**TEXT SHOWN**
[Start]

Elisabeth Bakke and Nick
Sitter, "Patterns of Stability: Party Competition and
Strategy in Central Europe since 1989," Party
Politics, 11 (March, 2005), 243-263.
First Paragraph:
Four or five competitive multiparty elections have yielded
different patterns of party system stability in the
Visegrád four: Hungary, Poland, the Czech Republic
and Slovakia. Whereas the Czech and Hungarian party systems
are made up almost exclusively of long-standing parties, the
Polish party system has seen stability only on the
post-regime side of the spectrum and the Slovak party system
has seen turnover in parties on both sides of the main
national-populist-civic-democratic divide, albeit with a
stable core. Nevertheless, the region as a whole has proved
to be more stable than many commentators and analysts
expected in the early 1990s.
Figures and Tables:
Table 1. Major parliamentary parties
Table 2. Party system (in)stability in Central Europe
Table 3. Volatility in Central Europe
Table 4. Electoral systems in Central Europe (2002)

[End]

**RECORDED INFORMATION**

[Start]

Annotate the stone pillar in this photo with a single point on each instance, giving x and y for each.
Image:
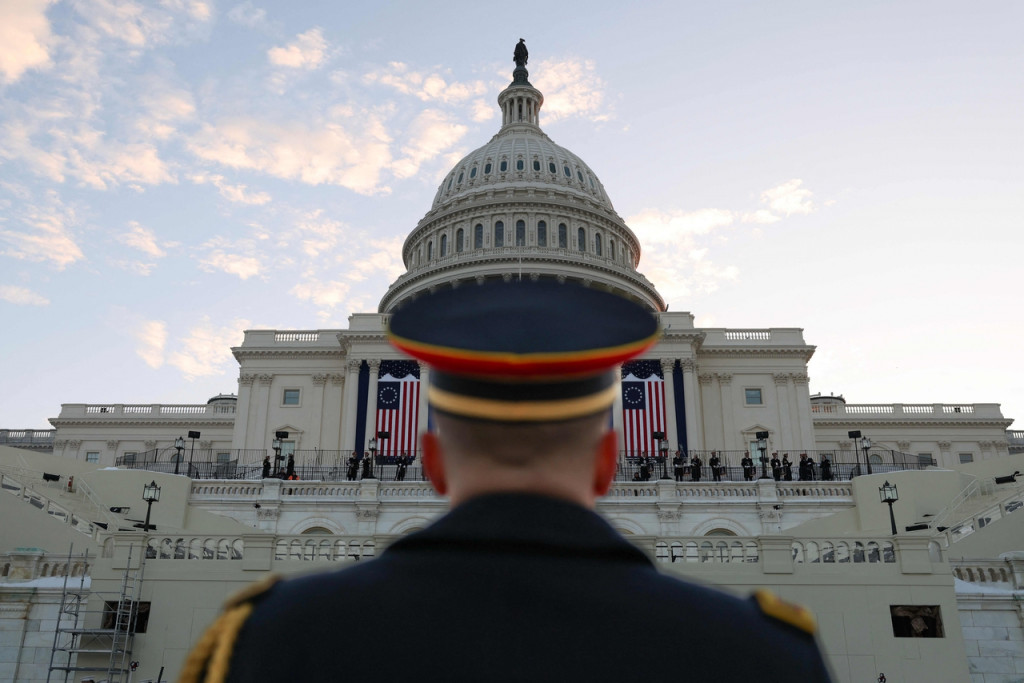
(671, 432)
(348, 407)
(728, 423)
(694, 423)
(375, 367)
(803, 397)
(263, 399)
(785, 425)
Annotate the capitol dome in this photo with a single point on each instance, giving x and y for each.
(521, 206)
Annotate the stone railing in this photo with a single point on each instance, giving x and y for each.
(892, 411)
(129, 411)
(30, 563)
(1005, 574)
(225, 491)
(35, 438)
(24, 488)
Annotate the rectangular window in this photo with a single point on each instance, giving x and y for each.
(112, 620)
(916, 621)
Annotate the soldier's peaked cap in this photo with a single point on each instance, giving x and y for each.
(522, 351)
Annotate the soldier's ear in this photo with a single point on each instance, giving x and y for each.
(433, 463)
(607, 461)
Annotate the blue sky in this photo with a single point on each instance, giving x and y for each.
(174, 172)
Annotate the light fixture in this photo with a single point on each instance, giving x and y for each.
(151, 494)
(889, 495)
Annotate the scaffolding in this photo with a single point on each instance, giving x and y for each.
(95, 630)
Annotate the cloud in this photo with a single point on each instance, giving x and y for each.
(325, 294)
(141, 239)
(308, 50)
(351, 154)
(762, 216)
(207, 349)
(131, 23)
(571, 88)
(49, 237)
(430, 134)
(152, 336)
(428, 86)
(25, 37)
(788, 198)
(22, 296)
(219, 258)
(386, 260)
(247, 14)
(238, 194)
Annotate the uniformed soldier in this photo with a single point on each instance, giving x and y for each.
(521, 580)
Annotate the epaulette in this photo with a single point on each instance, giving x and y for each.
(787, 612)
(208, 662)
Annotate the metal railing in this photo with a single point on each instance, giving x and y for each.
(315, 465)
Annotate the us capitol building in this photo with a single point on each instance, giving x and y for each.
(921, 581)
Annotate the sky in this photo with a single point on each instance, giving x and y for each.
(174, 172)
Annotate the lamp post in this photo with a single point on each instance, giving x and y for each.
(151, 494)
(663, 450)
(192, 454)
(763, 447)
(179, 443)
(865, 444)
(373, 460)
(888, 494)
(275, 444)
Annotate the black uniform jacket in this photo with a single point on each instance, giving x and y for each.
(514, 588)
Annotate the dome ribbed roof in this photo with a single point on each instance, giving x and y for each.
(544, 163)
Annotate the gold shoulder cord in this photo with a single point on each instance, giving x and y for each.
(209, 660)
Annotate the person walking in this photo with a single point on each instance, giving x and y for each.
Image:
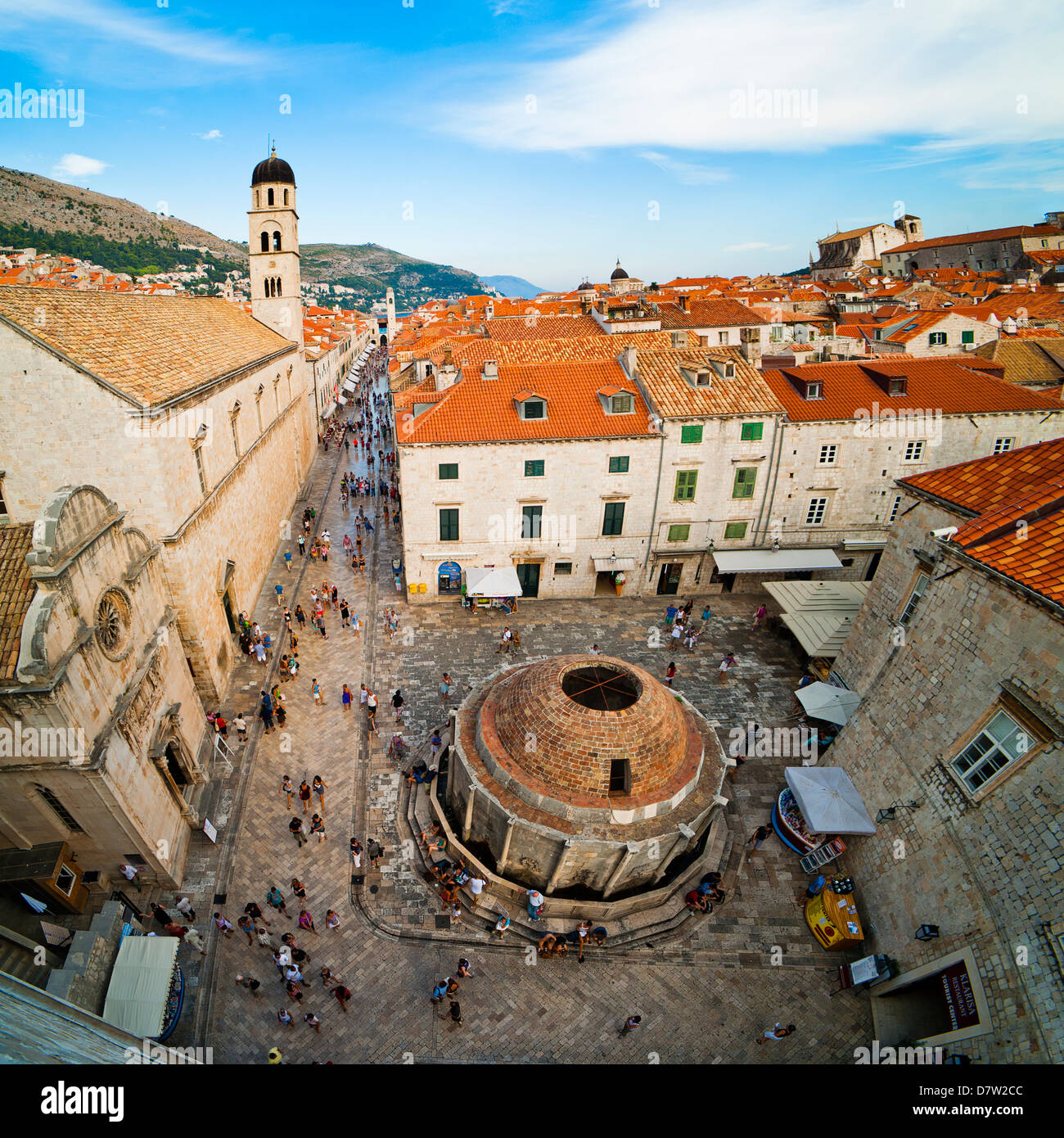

[End]

**WHAT THIS EXERCISE ASKS**
1 - Print the passage of the party-competition text starting with "Elisabeth Bakke and" and going on through "(March, 2005), 243-263.".
2 - In one to three sentences, explain how the party-competition text sets the Czech and Hungarian party systems apart from the Polish and Slovak ones.
You can set the records aside; they aren't needed here.

**EXPECTED ANSWERS**
1 -
Elisabeth Bakke and Nick
Sitter, "Patterns of Stability: Party Competition and
Strategy in Central Europe since 1989," Party
Politics, 11 (March, 2005), 243-263.

2 - The Czech and Hungarian party systems are made up almost exclusively of long-standing parties. Poland's system has been stable only on the post-regime side of the spectrum. Slovakia's has seen parties turn over on both sides of the main national-populist versus civic-democratic divide, though it keeps a stable core.